Le Canada se lance tête baissée dans les accords de libre-échange. Il vient de signer deux méga-traités, l’un avec l’Union européenne et l’autre avec onze pays de la zone du Pacifique – le Partenariat transpacifique. Il négocie aussi en secret avec cinquante pays un nouvel accord qui porte uniquement sur le commerce des services, et qui touche donc, sans détour, l’éducation. Mais qu’en est-il justement, de l’éducation, dans ces accords volumineux dont on parle peu?
Libre-échange et éducation
Les nouvelles voies de la marchandisation
Ces accords appartiennent à une nouvelle génération: ils touchent davantage de secteurs, sont négociés dans un secret toujours plus grand et visent une libéralisation toujours plus large de l’économie, soumise aux intérêts des très grandes entreprises. Ils se conçoivent selon un processus très peu démocratique, alors que seuls les grands lobbys sont consultés pendant les négociations et que leur ratification, dans un contexte de gouvernement majoritaire, peut se faire par un processus qui évacue tout véritable débat social.
Les gouvernements canadiens qui se sont succédé ont toujours prétendu qu’ils protégeaient l’éducation publique (mais pas l’éducation privée). L’école publique profiterait d’une exclusion reconduite dans les différents accords. Mais cette exclusion semble un bien fragile rempart contre la marchandisation. En effet, ce qui relève du pouvoir gouvernemental se définit comme «tout service qui n’est fourni ni sur une base commerciale ni en concurrence avec un ou plusieurs prestataires de services». Cependant, puisqu’il existe un important secteur privé en éducation en concurrence avec le secteur public, et que la nature de ce qui est public et privé n’est pas toujours facile à déterminer, on constate alors que l’exclusion souhaitée par le Canada est en réalité très faible. Les cours universitaires sont, par exemple, fournis sur une base commerciale, à cause des droits de scolarité.
Alors, si le Québec souhaitait empêcher, par exemple, une chaîne d’universités privées de s’établir sur son territoire, il pourrait en subir les conséquences. Les accords de libre-échange négociés par le Canada comprennent un organe de règlement des différends qui permet à une entreprise de poursuivre un gouvernement si elle estime que ce dernier la prive de profits. Cette chaîne d’universités privées pourrait donc recourir à un lobbyiste afin de menacer le gouvernement d’une poursuite, puis se plaindre au tribunal d’arbitrage privé prévu dans les accords, si elle n’obtient pas satisfaction.

(Extraits d'un jeu de données de pointage)

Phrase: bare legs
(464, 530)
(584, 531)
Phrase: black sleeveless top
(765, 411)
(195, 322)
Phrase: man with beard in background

__CONSIGNE ÉCRITE__
Pouvez-vous recopier le passage du texte sur le libre-échange et l'éducation, en commençant par « Le Canada se » et en allant jusqu'à « on parle peu? », en changeant « méga-traités » en « grands traités » ?

__RÉPONSE DE L'EXERCICE__
Le Canada se lance tête baissée dans les accords de libre-échange. Il vient de signer deux grands traités, l’un avec l’Union européenne et l’autre avec onze pays de la zone du Pacifique – le Partenariat transpacifique. Il négocie aussi en secret avec cinquante pays un nouvel accord qui porte uniquement sur le commerce des services, et qui touche donc, sans détour, l’éducation. Mais qu’en est-il justement, de l’éducation, dans ces accords volumineux dont on parle peu?